[Excerpts of location labeling data]
start
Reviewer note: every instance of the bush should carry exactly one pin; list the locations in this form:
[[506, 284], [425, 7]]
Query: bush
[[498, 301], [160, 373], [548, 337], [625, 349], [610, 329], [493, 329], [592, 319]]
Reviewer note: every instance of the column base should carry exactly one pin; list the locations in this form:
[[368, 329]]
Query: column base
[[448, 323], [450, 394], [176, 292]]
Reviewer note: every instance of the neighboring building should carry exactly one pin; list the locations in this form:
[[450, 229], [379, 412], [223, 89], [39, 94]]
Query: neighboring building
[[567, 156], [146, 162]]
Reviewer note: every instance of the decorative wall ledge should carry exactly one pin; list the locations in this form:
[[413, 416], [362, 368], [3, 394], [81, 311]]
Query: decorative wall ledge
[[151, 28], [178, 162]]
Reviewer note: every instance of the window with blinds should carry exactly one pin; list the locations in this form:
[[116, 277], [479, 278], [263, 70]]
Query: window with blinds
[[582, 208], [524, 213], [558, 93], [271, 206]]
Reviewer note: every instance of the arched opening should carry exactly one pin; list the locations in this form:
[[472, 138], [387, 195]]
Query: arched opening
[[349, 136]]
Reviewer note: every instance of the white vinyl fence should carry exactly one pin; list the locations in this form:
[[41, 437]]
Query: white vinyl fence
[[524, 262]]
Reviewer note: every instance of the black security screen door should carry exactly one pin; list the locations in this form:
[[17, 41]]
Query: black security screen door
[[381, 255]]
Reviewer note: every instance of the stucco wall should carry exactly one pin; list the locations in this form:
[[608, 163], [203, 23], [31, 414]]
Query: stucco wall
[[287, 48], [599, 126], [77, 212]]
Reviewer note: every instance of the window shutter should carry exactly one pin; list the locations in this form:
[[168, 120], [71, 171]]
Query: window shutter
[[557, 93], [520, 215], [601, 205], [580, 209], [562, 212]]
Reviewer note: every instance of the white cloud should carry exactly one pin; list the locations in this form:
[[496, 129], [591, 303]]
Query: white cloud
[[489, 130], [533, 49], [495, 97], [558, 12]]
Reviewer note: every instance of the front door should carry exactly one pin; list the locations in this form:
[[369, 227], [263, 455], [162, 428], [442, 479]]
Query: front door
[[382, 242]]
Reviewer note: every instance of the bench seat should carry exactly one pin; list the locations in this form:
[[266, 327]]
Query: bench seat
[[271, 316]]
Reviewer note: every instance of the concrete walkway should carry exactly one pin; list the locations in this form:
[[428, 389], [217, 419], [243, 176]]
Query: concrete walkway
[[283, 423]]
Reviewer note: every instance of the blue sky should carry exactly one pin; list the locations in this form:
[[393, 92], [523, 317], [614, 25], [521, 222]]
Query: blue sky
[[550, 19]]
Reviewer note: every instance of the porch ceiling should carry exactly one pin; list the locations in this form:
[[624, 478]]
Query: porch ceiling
end
> [TASK]: Reproduce word for word the lines above, from the line with "Reviewer note: every instance of the front" through the line with "[[271, 316]]", including both.

> [EXERCISE ANSWER]:
Reviewer note: every instance of the front door should carry exactly one pin; list the locations in this form:
[[369, 227], [263, 455], [162, 428], [442, 479]]
Query: front door
[[382, 242]]
Reviewer note: every instance of the bench seat should carry exactly one pin; list the locations in this form:
[[266, 327]]
Query: bench seat
[[271, 316]]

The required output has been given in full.